- Data in this exercise
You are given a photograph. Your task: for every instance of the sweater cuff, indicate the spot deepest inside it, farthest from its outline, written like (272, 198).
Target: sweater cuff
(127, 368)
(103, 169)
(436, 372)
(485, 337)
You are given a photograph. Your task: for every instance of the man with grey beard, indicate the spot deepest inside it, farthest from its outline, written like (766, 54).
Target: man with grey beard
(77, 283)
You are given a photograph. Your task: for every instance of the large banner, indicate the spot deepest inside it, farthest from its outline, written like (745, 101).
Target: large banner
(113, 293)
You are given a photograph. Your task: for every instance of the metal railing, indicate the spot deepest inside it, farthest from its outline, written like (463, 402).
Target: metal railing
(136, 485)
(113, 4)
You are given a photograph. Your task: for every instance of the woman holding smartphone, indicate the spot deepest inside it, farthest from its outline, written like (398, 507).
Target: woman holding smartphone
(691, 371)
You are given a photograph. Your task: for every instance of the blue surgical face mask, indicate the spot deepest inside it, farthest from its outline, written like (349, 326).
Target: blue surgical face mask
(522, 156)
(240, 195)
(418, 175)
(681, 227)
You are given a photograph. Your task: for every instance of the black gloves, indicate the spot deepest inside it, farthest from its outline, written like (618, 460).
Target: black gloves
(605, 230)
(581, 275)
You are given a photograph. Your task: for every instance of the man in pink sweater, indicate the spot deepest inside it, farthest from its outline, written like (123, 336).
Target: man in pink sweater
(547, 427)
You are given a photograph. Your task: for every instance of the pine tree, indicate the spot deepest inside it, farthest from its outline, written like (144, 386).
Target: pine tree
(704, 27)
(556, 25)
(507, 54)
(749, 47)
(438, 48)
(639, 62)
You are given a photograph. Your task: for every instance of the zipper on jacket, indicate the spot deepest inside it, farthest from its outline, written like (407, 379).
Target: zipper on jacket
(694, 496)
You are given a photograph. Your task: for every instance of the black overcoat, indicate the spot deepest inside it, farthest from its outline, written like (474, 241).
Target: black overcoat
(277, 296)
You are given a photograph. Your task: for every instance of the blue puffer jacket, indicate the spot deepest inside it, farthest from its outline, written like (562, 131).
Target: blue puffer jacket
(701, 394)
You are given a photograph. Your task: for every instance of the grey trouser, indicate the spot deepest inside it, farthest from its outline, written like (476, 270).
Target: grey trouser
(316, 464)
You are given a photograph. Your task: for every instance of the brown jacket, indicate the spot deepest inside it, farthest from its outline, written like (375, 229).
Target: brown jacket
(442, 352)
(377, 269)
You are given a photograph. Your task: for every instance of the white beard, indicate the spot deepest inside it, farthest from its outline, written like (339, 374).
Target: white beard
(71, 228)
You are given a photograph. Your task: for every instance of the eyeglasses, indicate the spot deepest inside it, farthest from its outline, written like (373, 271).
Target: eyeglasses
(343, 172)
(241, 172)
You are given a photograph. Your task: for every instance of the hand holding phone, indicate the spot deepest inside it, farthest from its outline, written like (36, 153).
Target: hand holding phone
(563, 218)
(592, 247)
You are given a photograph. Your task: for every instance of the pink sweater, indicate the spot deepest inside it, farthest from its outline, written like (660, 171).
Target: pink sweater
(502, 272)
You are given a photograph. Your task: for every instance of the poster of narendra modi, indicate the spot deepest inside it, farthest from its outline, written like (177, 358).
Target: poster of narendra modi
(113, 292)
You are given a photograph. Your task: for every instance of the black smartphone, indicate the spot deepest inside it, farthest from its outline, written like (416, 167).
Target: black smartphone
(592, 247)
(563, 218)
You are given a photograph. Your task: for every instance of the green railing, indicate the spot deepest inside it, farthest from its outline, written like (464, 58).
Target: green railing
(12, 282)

- Work to be completed
Rewrite all the records above, swapping "farthest from its outline" for "most distant from its edge" wherever it occurs and leaving every other part the same.

- Problem solution
You are given a photograph. Your task: for every instance of the sweater cuff, indicate the spot deepest inside it, most distant from its edge, written like (272, 198).
Target: sweater cuff
(127, 368)
(103, 169)
(436, 372)
(485, 337)
You are given a photograph. Your task: for every instance of the man with grey beard, indicate the spot deepest inside it, most distant from its edge, written like (766, 54).
Target: man with grey beard
(77, 283)
You are given a photograph. Your task: for every instance of the large banner, indicate the spot deepest inside it, most distant from its edge, written like (745, 101).
Target: large banner
(113, 293)
You are given a photograph. Your task: for every instance of the metal railing, indicate the spot deepest inside it, most distant from its edge, written like (463, 402).
Target: metal railing
(136, 485)
(113, 4)
You are given a photograph. Your task: for every instance of the woman holding smartphone, indicate the spot deepest inside it, most distant from its edge, written like (398, 507).
Target: woman holding smartphone
(691, 371)
You are given a photograph. Your task: for every instance of the blue surgical face mask, indicate the spot deepest inside it, most distant from its edge, written like (349, 326).
Target: blue surgical face mask
(522, 156)
(240, 195)
(418, 175)
(681, 227)
You are given a photograph. Your task: for every instance of the black gloves, indicate the spot deepest inside it, most distant from its edge, written like (618, 460).
Target: black gloves
(605, 230)
(581, 275)
You are given a photograph. Your task: for every instance of the man in pink sweater, indicate the spot deepest inside it, most distant from its edge, written like (123, 336).
Target: man in pink sweater
(547, 427)
You are given a photograph. Your task: for every instance of the pine tree, indicate the spot deepest inside it, most distant from its edge, written like (144, 386).
Target: pine tree
(704, 27)
(556, 25)
(507, 54)
(749, 47)
(438, 48)
(639, 62)
You are given a photograph. Your task: for every instance of the zipper on jacket, indicate the spot deepest inside it, most distant from its edge, written like (407, 379).
Target: zipper on jacket
(694, 496)
You are given a photograph. Your task: for every instance of the black overcoat, indicate the spot deepest inside it, most distant from its edge, written like (474, 241).
Target: black overcoat
(277, 296)
You are given a photograph. Your task: for every instance of the blue puffer jacket, indicate the spot deepest inside it, most distant from its edge, written like (562, 131).
Target: blue puffer jacket
(701, 394)
You are given a photograph. Your task: for every instance of the grey trouser, indicate the spot deepest inside it, most distant from its edge, written like (476, 270).
Target: grey trouser
(316, 464)
You are given a photograph. Your task: for every instance of the brown jacket, indicate the spot deepest inside it, most distant from its edge, written like (375, 229).
Target: brown jacket
(442, 352)
(377, 269)
You are given a photograph. Your task: for every instance of the white beard, indicate the spot deepest inside it, most distant from its edge, written like (339, 374).
Target: white beard
(71, 228)
You are given a photograph. Your task: for every instance of the eyeglasses, indicate the spot deepest inside it, most distant from its edge, written like (373, 271).
Target: eyeglasses
(343, 172)
(241, 172)
You are given a photograph. Your task: for every instance of the hand holding phone, indicate the spot deepest inside it, most distant from its edge, written like (36, 153).
Target: hand holding phone
(563, 218)
(592, 247)
You are given a photograph. Your task: for every instance of the pink sweater, indicate the spot deepest inside it, most distant from its edge, written like (660, 171).
Target: pink sweater
(502, 272)
You are given a photograph. Your task: for every instance of the poster of narendra modi, indicate the spot deepest inside it, most distant from its edge, written like (177, 358).
Target: poster of narendra modi
(113, 292)
You are given a photograph. Your task: for every instance of the black smartphone, indicate the spot deepest inside it, most distant from its edge, written like (416, 167).
Target: black smartphone
(592, 247)
(563, 218)
You are given a photograph. Your task: for every instance of the green railing, indicate the spot deepest inside it, most distant from its edge, written like (464, 58).
Target: green railing
(12, 282)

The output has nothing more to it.